[Records from a point labeling set]
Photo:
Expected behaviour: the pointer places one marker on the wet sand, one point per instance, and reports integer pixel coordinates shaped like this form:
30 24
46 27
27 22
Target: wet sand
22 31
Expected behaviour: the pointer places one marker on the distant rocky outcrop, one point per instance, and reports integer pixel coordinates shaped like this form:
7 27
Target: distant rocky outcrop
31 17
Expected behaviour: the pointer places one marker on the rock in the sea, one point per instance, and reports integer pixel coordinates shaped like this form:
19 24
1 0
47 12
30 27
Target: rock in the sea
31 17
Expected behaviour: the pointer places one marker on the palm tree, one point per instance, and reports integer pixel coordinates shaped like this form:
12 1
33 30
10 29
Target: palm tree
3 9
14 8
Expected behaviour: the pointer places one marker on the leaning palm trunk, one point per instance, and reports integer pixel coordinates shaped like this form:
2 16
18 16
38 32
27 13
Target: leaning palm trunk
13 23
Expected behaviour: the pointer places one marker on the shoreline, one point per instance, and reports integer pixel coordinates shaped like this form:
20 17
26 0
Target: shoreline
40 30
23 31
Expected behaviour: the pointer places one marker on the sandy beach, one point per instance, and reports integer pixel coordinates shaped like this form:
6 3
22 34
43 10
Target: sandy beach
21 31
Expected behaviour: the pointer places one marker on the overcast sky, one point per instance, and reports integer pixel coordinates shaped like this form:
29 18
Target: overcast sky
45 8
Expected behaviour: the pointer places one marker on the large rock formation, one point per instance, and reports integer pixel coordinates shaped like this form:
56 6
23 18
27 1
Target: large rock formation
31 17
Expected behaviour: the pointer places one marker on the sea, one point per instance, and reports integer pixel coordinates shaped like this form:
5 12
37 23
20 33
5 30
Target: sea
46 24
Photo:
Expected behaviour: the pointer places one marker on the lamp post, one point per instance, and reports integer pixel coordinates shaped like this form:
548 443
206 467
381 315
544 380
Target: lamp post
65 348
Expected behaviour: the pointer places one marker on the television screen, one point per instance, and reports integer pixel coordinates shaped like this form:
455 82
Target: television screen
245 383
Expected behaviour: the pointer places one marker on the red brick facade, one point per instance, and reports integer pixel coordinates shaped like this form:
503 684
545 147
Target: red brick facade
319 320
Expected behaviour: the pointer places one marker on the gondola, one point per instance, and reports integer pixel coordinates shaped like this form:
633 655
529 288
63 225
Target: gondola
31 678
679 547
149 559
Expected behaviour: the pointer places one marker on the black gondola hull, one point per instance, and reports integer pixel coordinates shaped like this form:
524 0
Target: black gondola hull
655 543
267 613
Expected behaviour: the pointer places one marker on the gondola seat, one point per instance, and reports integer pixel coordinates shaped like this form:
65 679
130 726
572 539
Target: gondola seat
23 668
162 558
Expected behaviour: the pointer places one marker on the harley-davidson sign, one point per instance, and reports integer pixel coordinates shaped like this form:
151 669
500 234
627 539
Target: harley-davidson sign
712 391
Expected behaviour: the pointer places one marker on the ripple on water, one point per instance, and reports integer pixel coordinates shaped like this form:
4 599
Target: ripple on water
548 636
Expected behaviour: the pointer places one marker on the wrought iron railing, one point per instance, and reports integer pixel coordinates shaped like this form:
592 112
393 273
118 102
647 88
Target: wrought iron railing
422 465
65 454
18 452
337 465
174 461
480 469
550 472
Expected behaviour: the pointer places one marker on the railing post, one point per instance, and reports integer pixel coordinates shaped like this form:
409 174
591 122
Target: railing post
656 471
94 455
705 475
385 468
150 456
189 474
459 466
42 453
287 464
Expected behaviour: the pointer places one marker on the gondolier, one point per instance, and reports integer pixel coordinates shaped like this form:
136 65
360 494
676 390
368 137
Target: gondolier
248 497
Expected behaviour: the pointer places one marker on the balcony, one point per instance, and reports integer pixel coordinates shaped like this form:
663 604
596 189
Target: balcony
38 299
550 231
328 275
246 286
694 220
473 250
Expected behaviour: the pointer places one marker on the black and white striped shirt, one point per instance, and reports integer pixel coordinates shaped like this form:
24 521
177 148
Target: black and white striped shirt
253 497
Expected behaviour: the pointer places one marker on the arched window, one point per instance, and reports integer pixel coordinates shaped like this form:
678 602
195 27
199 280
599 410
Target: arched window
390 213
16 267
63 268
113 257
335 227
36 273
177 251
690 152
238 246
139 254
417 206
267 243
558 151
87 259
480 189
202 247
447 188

• _STATED TASK_
Transcribe each record exactly. Leave nothing out.

• _WRITTEN SOLUTION_
Photo:
Expected behaviour: the pointer places one marker on the wet sand, one point per instance, and reports integer pixel coordinates shaped like this form:
30 24
46 27
27 22
Target: wet sand
22 31
Expected behaviour: the pointer places one marker on the distant rocky outcrop, one point per instance, and reports integer pixel coordinates shaped like this form:
7 27
Target: distant rocky outcrop
31 17
Expected behaviour: the pointer places one marker on the rock in the sea, one point per instance, and reports integer pixel coordinates shaped like this form:
19 24
1 0
47 12
30 27
Target: rock in the sea
31 17
Expected behaviour: the pointer places one marker on the palm tree, one point per instance, and reports integer pixel coordinates shaped like this form:
12 1
33 30
10 29
Target: palm tree
3 9
14 8
Expected behaviour: the pointer places one marker on the leaning palm trunk, one point per instance, and reports integer pixel coordinates shaped like this form:
2 16
18 16
38 32
27 13
Target: leaning palm trunk
13 23
Expected behaviour: the pointer places one marker on the shoreline, one point per instance, and reports integer pixel coordinates shaped like this form:
20 17
26 0
Target: shoreline
40 30
23 31
Expected behaviour: the pointer places one marker on the sandy beach, one point per instance, and reports integer pixel coordinates shaped like this form:
6 3
22 34
43 10
Target: sandy beach
21 31
Expected behaviour: the pointer places one marker on the overcast sky, one point per instance, and reports integer pixel coordinates shaped like this form:
29 18
Target: overcast sky
45 8
Expected behaviour: the pointer places one marker on the large rock formation, one point per instance, and reports integer pixel coordinates shaped like this form:
56 6
23 18
27 1
Target: large rock formation
31 17
Expected behaviour: the pointer places one marker on the sea, one point per instance, and reports integer pixel coordinates shaped like this form:
5 12
37 23
20 33
5 30
Target: sea
46 24
Photo:
Expected behaviour: the pointer places one marker on the lamp post, one point per instance, and reports integer pixel coordinates shaped like this form:
548 443
206 467
381 315
544 380
Target: lamp post
65 348
Expected behaviour: the pointer places one marker on the television screen, one point per instance, and reports integer pixel coordinates shaped like this form:
455 82
Target: television screen
245 383
Expected behaviour: the pointer places one marker on the red brick facade, one point per instance, and reports integer pixel coordinates shaped like this form:
503 684
545 147
Target: red brick facade
319 320
Expected behaviour: the pointer places one marker on the gondola, one point per instance, and reports integer pixel coordinates shaped like this form:
633 655
529 288
63 225
Target: gondola
31 678
679 547
149 559
Expected behaviour: the pointer places one marker on the black gondola hull, one point per instance, and reports integer pixel coordinates shaped like this form:
524 0
Target: black gondola hull
655 543
267 613
Expected behaviour: the pointer places one marker on the gondola seat, one point per instance, and reports integer pixel coordinates shaped like this form:
65 679
130 726
572 539
Target: gondola seat
23 668
162 558
Expected behaviour: the pointer places one marker on the harley-davidson sign, one point per instance, and reports integer pixel coordinates shaped like this form:
151 669
500 234
627 539
Target: harley-davidson sign
712 391
Expected behaviour: the pointer places one marker on the ripple on water, one point per instance, and reports integer pixel coordinates shaped like this form:
4 599
Target: ripple on water
548 636
Expected behaviour: the pointer places one marker on the wrought iron railing, one point per instance, and reports integer pixel coordinates shaped like this form:
592 112
393 273
118 102
647 88
Target: wrought iron railing
422 465
65 454
18 452
337 465
174 461
480 469
550 472
Expected behaviour: the pointer places one marker on the railing post, one point per instance, and reports integer pixel coordinates shaped like this form:
409 174
591 122
Target: railing post
656 471
94 455
705 475
385 468
150 456
189 474
459 466
42 453
287 464
Expected behaviour: the pointer places one marker on the gondolier, one point per instance, and reports integer pixel coordinates shaped like this form:
136 65
360 494
676 390
368 137
Target: gondolier
248 497
Expected behaviour: the pointer places one marker on the balcony, one point per instance, and reports integer pixel coordinates shaped like this form:
663 604
596 189
Target: balcony
38 299
550 231
328 275
246 286
694 220
473 250
Expected behaviour: the pointer places one marker on the black and white striped shirt, one point per instance, and reports integer pixel coordinates shaped like this form:
24 521
177 148
Target: black and white striped shirt
253 497
Expected behaviour: the pointer places one marker on the arched window, one point per instance, and reports integer pixel coordinates shaped like this form:
678 602
195 27
199 280
599 410
Target: arched window
390 213
16 267
63 268
113 257
335 227
36 273
177 251
690 152
238 246
139 254
417 206
267 243
558 151
87 259
480 189
202 247
447 188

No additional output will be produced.